**Exercise objective:**
Gather each line below that contains the word "photo", and copy every such line in full.
** start Data for this exercise **
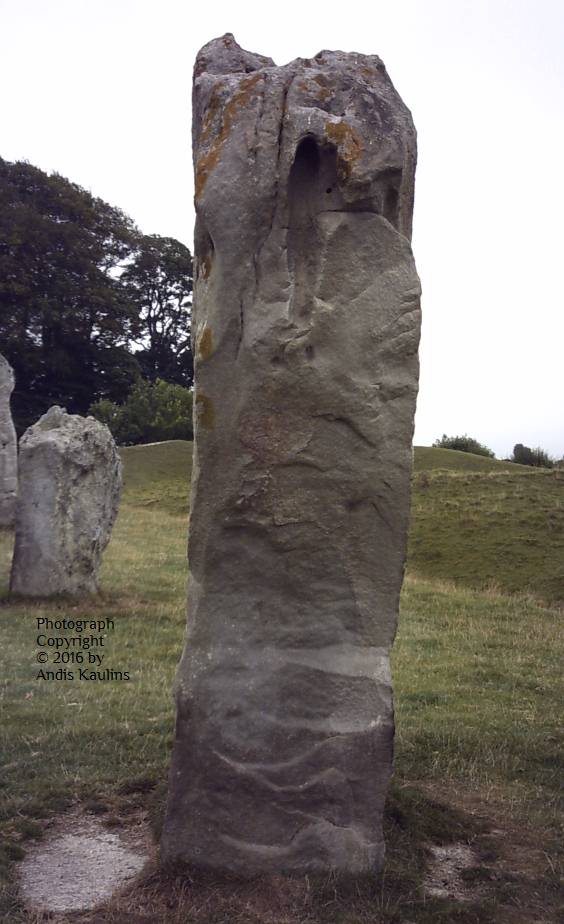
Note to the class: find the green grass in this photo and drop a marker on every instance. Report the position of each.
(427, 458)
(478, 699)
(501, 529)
** end Data for this exercise **
** start Data for this exercise **
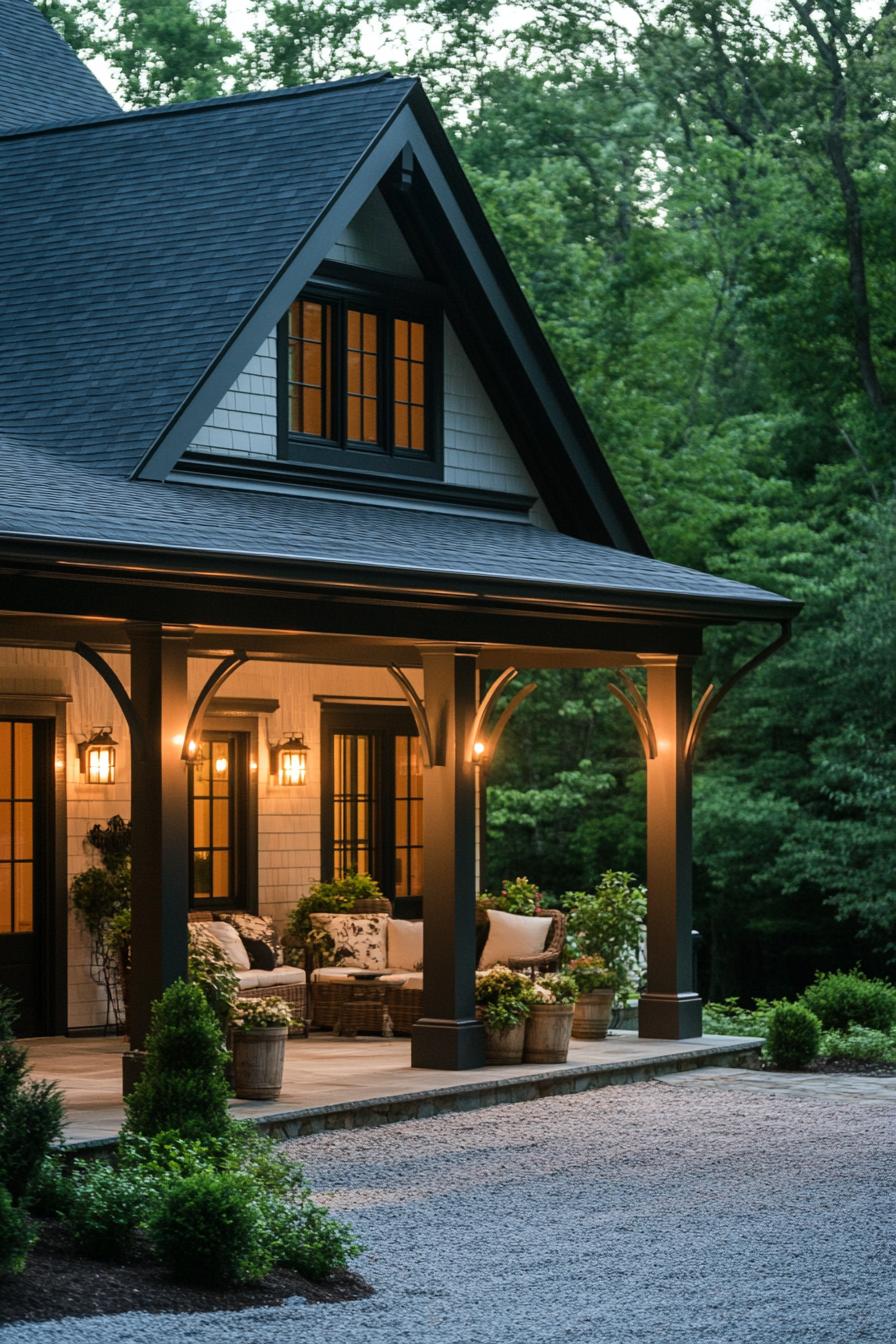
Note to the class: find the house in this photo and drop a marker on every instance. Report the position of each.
** end Data for this exercise **
**Answer below:**
Note to the class: find the green grass in this photo and drop a marker on every instance. Report the position of each.
Note to the class: find the house in this photo and drop a marker on every instance. Report the position of each.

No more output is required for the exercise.